* _Stated goal_: Arrange every line of the records below as a Markdown table with two columns, Row and Line. Give each line a row number, and leave out any blank lines.

[Records]
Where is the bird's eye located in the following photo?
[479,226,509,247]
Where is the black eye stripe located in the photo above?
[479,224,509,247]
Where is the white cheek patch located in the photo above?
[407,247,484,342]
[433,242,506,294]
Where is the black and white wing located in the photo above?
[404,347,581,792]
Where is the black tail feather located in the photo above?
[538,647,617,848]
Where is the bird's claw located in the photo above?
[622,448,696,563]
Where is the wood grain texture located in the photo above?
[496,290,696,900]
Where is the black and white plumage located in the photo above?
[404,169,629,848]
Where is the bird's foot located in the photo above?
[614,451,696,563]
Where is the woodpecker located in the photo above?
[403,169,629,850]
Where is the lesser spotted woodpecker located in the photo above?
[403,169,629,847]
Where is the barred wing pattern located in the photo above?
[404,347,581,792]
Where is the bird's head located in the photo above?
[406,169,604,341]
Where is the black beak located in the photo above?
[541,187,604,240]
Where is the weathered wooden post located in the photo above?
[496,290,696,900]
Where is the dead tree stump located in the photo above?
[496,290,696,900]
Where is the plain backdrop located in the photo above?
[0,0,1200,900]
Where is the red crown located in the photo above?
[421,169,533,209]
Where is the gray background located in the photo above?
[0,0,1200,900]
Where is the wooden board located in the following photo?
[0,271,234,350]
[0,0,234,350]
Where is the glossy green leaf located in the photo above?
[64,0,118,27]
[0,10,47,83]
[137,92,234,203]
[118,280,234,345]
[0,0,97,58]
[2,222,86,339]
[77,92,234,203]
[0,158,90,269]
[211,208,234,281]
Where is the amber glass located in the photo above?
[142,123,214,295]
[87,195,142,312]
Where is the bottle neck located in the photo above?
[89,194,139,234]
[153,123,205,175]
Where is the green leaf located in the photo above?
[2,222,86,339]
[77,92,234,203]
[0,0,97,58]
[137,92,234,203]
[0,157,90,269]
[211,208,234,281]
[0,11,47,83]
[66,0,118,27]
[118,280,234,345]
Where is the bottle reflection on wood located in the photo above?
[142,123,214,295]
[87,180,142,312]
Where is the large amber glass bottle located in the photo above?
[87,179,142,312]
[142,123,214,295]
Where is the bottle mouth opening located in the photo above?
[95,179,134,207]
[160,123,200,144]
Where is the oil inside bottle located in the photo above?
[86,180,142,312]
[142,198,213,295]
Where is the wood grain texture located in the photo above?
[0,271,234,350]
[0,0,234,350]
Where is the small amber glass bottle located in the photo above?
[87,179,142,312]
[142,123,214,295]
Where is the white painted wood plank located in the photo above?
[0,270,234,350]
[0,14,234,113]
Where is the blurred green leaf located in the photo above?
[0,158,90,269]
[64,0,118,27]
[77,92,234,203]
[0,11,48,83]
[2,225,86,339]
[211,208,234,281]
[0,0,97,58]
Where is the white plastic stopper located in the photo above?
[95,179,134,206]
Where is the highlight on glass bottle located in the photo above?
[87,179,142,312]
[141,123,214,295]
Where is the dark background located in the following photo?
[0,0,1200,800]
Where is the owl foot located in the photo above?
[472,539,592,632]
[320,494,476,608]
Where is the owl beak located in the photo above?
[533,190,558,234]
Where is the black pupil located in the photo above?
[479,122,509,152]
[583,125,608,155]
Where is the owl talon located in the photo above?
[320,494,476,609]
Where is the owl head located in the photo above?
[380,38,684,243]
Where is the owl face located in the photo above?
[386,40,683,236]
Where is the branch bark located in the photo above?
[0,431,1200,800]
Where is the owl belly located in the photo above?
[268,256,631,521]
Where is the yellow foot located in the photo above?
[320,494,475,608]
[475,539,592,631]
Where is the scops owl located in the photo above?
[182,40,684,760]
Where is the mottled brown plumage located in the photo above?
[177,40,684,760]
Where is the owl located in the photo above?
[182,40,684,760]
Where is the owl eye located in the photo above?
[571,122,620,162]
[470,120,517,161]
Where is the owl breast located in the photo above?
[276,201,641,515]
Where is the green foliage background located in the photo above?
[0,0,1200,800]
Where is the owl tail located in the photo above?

* _Worked answer_:
| Row | Line |
|---|---|
| 1 | Where is the bird's eye located in the following photo? |
| 2 | [479,226,509,247] |
| 3 | Where is the black eye stripe located in the photo above? |
| 4 | [479,224,509,247] |
| 5 | Where is the white cheek patch located in the photo above? |
| 6 | [407,247,484,342] |
| 7 | [433,242,506,294] |
| 8 | Where is the black and white wing located in the photo above? |
| 9 | [404,347,581,792] |
| 10 | Where is the black tail feather located in the photo above? |
| 11 | [538,647,617,848] |
| 12 | Where is the bird's claw located in the photo above? |
| 13 | [622,448,696,563] |
| 14 | Where is the wood grain texture located in the photo above? |
| 15 | [496,290,696,900] |
| 16 | Where is the black and white plumage located in the photo above? |
| 17 | [404,169,629,848] |
| 18 | Where is the bird's foot located in the photo above? |
| 19 | [614,451,696,563] |
| 20 | Where is the woodpecker located in the photo above? |
| 21 | [403,169,629,850] |
| 22 | Where is the lesser spotted woodpecker located in the photo above? |
| 23 | [403,169,629,847] |
| 24 | Where is the barred wing pattern located in the photo above? |
| 25 | [404,347,581,792] |
| 26 | Where is the bird's head located in the photo above? |
| 27 | [406,169,604,341] |
| 28 | Where is the black beak located in the photo above? |
| 29 | [541,187,604,240] |
| 30 | Where is the weathered wooden post located in the photo above? |
| 31 | [496,290,696,900] |
| 32 | Where is the dead tree stump located in the photo above? |
| 33 | [496,290,696,900] |
| 34 | Where is the plain backdrop located in the photo above? |
| 35 | [0,0,1200,900] |
| 36 | Where is the red crown located in the photo above? |
| 37 | [421,169,533,209] |
| 38 | Where is the gray background located in the photo above? |
| 39 | [0,0,1200,900] |
| 40 | Where is the wooden board located in the following photo? |
| 41 | [0,271,234,350] |
| 42 | [0,0,234,350] |
| 43 | Where is the glossy green leaf located in the photo above? |
| 44 | [64,0,118,27] |
| 45 | [0,10,47,83] |
| 46 | [137,92,234,203] |
| 47 | [118,280,234,345] |
| 48 | [0,0,97,58] |
| 49 | [2,222,86,339] |
| 50 | [77,92,234,203] |
| 51 | [0,158,90,269] |
| 52 | [211,208,234,281] |
| 53 | Where is the amber glass located in the photo above? |
| 54 | [142,123,214,295] |
| 55 | [87,195,142,312] |
| 56 | Where is the bottle neck located in the photo above? |
| 57 | [89,194,139,234] |
| 58 | [153,123,205,175] |
| 59 | Where is the green leaf located in the photo above? |
| 60 | [2,222,86,339] |
| 61 | [77,92,234,203] |
| 62 | [0,0,97,58] |
| 63 | [137,92,234,203] |
| 64 | [0,157,90,269] |
| 65 | [211,208,234,281] |
| 66 | [0,11,47,83] |
| 67 | [66,0,118,27] |
| 68 | [118,280,234,345] |
| 69 | Where is the bottle reflection on wood located in the photo above? |
| 70 | [142,123,214,295] |
| 71 | [87,180,142,312] |
| 72 | Where is the large amber glass bottle located in the photo above? |
| 73 | [87,179,142,312] |
| 74 | [142,123,214,295] |
| 75 | Where is the bottle mouth opening located in the photo above? |
| 76 | [95,179,134,207] |
| 77 | [160,123,200,144] |
| 78 | Where is the oil inside bottle located in the photo above? |
| 79 | [86,180,142,312] |
| 80 | [142,198,213,295] |
| 81 | Where is the wood grain texture located in the photo above? |
| 82 | [0,271,234,350] |
| 83 | [0,0,234,350] |
| 84 | Where is the small amber glass bottle located in the photo above? |
| 85 | [87,179,142,312] |
| 86 | [142,123,214,295] |
| 87 | Where is the white painted wood plank located in the photo above? |
| 88 | [0,270,234,350] |
| 89 | [0,14,234,113] |
| 90 | Where is the blurred green leaf located in the photo above? |
| 91 | [0,158,90,269] |
| 92 | [64,0,118,27] |
| 93 | [77,92,234,203] |
| 94 | [0,11,48,83] |
| 95 | [2,225,86,339] |
| 96 | [211,208,234,281] |
| 97 | [0,0,97,58] |
| 98 | Where is the white plastic stopper located in the photo above? |
| 99 | [95,179,134,206] |
| 100 | Where is the highlight on glass bottle located in the photo above? |
| 101 | [87,179,142,312] |
| 102 | [141,123,214,295] |
| 103 | Where is the dark background located in the following photo? |
| 104 | [0,0,1200,800] |
| 105 | Where is the owl foot located in the photo above? |
| 106 | [472,539,592,632] |
| 107 | [320,494,476,608] |
| 108 | Where is the owl beak located in the photo above? |
| 109 | [533,190,558,234] |
| 110 | Where is the black pupil located in the photo above? |
| 111 | [479,122,509,152] |
| 112 | [583,125,608,155] |
| 113 | Where is the owl talon located in the photo above? |
| 114 | [320,494,476,609] |
| 115 | Where is the owl head located in the photo above? |
| 116 | [380,38,684,243] |
| 117 | Where is the owl face located in the photo above? |
| 118 | [386,40,683,236] |
| 119 | Where is the branch bark located in the photo above? |
| 120 | [0,431,1200,800] |
| 121 | Where is the owl belly located in the photo above? |
| 122 | [268,256,631,521] |
| 123 | Where is the yellow foot located in the photo above? |
| 124 | [320,494,475,608] |
| 125 | [475,539,592,631] |
| 126 | Where is the scops owl located in the photo above? |
| 127 | [182,40,684,760] |
| 128 | Where is the mottled brown plumage located in the photo above? |
| 129 | [177,40,684,760] |
| 130 | Where is the owl located in the photo above? |
| 131 | [182,40,684,760] |
| 132 | Where is the owl eye located in the photo above? |
| 133 | [571,122,620,162] |
| 134 | [470,120,517,161] |
| 135 | Where is the owl breast located in the photo above? |
| 136 | [276,201,641,515] |
| 137 | Where is the green foliage background located in the photo above? |
| 138 | [0,0,1200,800] |
| 139 | Where is the owl tail located in the photo above? |